>>
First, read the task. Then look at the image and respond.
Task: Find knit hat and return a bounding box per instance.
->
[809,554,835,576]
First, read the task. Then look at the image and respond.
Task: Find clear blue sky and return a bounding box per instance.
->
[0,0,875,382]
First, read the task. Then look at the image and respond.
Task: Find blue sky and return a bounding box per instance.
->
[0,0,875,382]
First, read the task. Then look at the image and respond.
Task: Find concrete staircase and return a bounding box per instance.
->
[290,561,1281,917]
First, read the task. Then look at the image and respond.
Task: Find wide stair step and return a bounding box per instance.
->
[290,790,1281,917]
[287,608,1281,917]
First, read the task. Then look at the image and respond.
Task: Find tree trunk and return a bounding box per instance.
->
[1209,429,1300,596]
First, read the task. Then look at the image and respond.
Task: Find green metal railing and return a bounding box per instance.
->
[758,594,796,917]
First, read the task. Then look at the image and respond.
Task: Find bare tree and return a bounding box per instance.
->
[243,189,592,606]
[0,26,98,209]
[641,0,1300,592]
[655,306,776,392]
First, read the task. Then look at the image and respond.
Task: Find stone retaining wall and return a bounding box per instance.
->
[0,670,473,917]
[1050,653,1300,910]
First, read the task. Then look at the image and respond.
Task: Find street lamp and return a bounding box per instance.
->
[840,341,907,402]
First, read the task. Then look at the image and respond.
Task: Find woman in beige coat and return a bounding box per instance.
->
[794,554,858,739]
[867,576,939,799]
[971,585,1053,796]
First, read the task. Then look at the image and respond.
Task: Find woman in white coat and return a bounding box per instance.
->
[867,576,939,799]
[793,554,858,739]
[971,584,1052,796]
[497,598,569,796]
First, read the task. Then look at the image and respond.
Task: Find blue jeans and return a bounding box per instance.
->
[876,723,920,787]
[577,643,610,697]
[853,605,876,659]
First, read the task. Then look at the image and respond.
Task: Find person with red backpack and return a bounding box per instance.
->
<<
WHAT TO DO: Reproduce everything from the start of the rows down to the line that contains "[1209,429,1300,596]", putting "tree stump" in place of "tree trunk" and keeping all else unchanged.

EXERCISE RESPONSE:
First, read the task. Then look at the image and respond.
Task: Find knit hat and return a bounding box per instance.
->
[809,554,835,576]
First, read the task. Then look at the image and respond.
Task: Find clear blue sky and return a bounding box per instance.
->
[0,0,875,382]
First, read the task. Then look at the image and respond.
Task: Find blue sky and return a bounding box per instance.
->
[0,0,875,382]
First, read the task. Then look at the image and respond.
Task: Find concrete staircase and return a bounding box per instance.
->
[290,561,1281,917]
First, read the task. Then look at the image and respond.
Task: Find wide stair step and return a bounding box per instance.
->
[290,790,1281,917]
[287,608,1281,917]
First, read the task. Then look at the image and respond.
Task: Find tree stump and return a bounding box per instance.
->
[1209,429,1300,596]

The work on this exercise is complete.